Tony Snow, November 2006: "You can’t say, ‘I support the troops, but I hate amputation,’ because that’s why they signed up."
If a war is necessary, those who believe this must make the case. And even if war is necessary, bullying protesters is horrible for democracy. Conscientious objection, peaceful and vigorous protest, asking important questions, is patriotic, and no one who's taken a basic civics class should be so idiotic as to think otherwise. Given humanity's knack for folly, vanity, vengeance and hubris, and our history of unnecessary wars, anyone pitching a war should be treated with skepticism and pressed rigorously (Dan Froomkin has an excellent list of guidelines). These dynamics are why pacifists, who are not asking for others to die on their behalf, always deserve a seat at the table, because they represent basic sanity in a way that the rotating crop of chickenhawks simply don't. If the case for war isn't made honestly, it's probably because it can't be made honestly. If a war advocate is dishonest or disingenuous, that's a big warning sign. Vengeance, McCarthyism, or a lynch mob mentality also should be huge warning signs. Again: Anyone who wants war is a fool or scoundrel, and not to be trusted. Such a person is letting you know this, and you will be a fool, too, if you ignore this warning. For decision-makers, going to war should have more of a funeral tone than one of a party. It should be obvious, but the ass yelling "Wolverines!!!" during the somber part of the eulogy is not the guy you want to be following.
A Failure of Reflection
Simply stated, there is no doubt that Saddam Hussein now has weapons of mass destruction.
- Dick Cheney, August 26th, 2002.
We will, in fact, be greeted as liberators.
– Dick Cheney, March 16th, 2003.
I think they're in the last throes, if you will, of the insurgency.
- Dick Cheney, June 30th, 2005.
Jim Lehrer: You drew a lot of heat and ridicule when you said eight months ago, insurgency is in its last throes. You regret having said that?
Cheney: No. I think the way I think about it, as I just described. I think about when we look back and get some historical perspective on this period, I'll believe that the period we were in through 2005 was in fact a turning point, that putting in place a democratic government in Iraq was the, sort of the cornerstone, if you will, of victory against the insurgency.
- February 7th, 2006.
I don't think anybody anticipated the level of violence that we've encountered.
- Dick Cheney, June 20th, 2005.
Why go over the decision to invade Iraq again? It's important because it was an unnecessary war, the case for war was dishonestly made, the results have been mostly disastrous, and many of those who pushed for war are still claiming they were right. Where is the reflection and learning? Those who showed some wisdom, and were pilloried for it, are still often pilloried, while the fools and scoundrels urging it are still often heeded. The same fatally flawed decision-making exists, and the Beltway culture still supports and even celebrates such an approach. Most importantly, American troops are still in Iraq and Afghanistan.
This section will partially recap an older post, "Day of Shame," centering on the presentation by Colin Powell to the United Nations that played a crucial role in selling the Iraq War to the American public.

- Labeled-object pointing records:
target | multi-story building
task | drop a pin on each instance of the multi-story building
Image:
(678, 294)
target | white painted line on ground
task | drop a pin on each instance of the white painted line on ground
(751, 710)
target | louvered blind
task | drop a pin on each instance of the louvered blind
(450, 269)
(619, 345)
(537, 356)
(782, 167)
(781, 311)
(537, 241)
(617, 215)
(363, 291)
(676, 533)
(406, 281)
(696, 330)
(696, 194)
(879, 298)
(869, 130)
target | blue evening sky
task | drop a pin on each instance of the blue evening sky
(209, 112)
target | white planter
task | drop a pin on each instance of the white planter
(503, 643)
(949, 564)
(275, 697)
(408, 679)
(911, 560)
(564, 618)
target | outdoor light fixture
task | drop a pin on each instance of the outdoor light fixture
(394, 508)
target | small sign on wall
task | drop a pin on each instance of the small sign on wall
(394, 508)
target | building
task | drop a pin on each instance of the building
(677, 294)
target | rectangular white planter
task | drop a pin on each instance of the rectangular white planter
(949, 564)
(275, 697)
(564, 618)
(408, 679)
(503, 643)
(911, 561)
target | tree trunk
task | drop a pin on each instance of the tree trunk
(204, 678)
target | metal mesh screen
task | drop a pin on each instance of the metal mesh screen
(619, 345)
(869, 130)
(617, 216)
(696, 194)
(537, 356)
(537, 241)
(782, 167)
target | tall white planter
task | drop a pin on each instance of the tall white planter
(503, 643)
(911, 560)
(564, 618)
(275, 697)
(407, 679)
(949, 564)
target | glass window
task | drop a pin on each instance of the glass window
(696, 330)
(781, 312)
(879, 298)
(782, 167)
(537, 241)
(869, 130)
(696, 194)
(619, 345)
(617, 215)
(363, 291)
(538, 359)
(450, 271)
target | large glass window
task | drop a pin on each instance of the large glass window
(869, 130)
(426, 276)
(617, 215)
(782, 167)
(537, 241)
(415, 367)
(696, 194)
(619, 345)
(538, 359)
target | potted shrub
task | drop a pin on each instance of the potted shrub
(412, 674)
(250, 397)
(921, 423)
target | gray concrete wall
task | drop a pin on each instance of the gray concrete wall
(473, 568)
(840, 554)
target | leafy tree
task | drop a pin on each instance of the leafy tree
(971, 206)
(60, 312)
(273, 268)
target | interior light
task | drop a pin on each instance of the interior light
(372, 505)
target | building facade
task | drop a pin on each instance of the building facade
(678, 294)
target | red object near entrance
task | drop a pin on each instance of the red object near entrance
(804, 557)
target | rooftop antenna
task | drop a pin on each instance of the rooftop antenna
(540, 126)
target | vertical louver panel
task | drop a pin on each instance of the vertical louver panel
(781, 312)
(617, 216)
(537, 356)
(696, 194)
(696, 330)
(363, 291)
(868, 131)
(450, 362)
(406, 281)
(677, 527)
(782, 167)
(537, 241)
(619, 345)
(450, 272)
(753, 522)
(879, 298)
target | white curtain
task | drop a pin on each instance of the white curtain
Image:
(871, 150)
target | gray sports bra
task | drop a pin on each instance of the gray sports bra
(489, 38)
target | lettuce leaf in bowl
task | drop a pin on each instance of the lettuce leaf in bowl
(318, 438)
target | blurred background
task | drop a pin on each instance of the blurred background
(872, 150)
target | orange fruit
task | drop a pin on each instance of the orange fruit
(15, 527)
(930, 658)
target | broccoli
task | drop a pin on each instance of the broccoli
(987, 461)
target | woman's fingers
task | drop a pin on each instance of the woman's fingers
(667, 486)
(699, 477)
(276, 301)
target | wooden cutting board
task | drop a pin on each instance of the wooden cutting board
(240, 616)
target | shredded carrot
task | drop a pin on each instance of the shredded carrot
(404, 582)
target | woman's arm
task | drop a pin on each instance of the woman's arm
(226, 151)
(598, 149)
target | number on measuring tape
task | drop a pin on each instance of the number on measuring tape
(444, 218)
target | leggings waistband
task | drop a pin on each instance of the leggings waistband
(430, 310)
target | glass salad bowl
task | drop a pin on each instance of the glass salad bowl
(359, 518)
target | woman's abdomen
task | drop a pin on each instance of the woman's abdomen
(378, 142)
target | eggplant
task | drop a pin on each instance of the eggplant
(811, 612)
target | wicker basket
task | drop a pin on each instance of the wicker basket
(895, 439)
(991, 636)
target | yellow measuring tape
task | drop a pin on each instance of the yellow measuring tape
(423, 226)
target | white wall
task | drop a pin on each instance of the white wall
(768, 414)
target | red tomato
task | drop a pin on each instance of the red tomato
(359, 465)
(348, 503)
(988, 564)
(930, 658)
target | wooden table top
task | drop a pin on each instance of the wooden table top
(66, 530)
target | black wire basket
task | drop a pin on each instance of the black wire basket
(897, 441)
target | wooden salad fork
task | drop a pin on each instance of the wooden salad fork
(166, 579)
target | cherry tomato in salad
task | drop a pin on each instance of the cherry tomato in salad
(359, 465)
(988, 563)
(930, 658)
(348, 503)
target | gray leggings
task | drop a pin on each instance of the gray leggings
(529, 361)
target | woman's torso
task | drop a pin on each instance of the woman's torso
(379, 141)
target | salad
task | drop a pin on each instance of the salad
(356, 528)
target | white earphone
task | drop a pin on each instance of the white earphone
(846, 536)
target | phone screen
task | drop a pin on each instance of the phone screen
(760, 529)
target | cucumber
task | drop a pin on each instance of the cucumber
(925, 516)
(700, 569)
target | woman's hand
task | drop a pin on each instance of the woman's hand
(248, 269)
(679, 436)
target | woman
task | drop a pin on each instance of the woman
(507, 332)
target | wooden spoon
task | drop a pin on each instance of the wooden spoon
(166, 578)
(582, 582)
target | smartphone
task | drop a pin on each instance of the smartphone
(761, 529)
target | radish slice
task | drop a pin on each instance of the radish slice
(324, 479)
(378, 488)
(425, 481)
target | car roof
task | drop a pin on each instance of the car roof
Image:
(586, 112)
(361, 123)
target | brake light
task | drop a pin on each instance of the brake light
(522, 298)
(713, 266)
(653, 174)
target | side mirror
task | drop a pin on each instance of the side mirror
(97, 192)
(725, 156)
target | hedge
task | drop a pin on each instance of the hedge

- Written task 1: In the page text, whose presentation to the United Nations is the older post "Day of Shame" centered on?
- Written task 2: Locate each line of the records that contains the string "tall" and copy those lines.

- Written solution 1: Colin Powell's presentation to the United Nations.

- Written solution 2:
target | tall white planter
task | drop a pin on each instance of the tall white planter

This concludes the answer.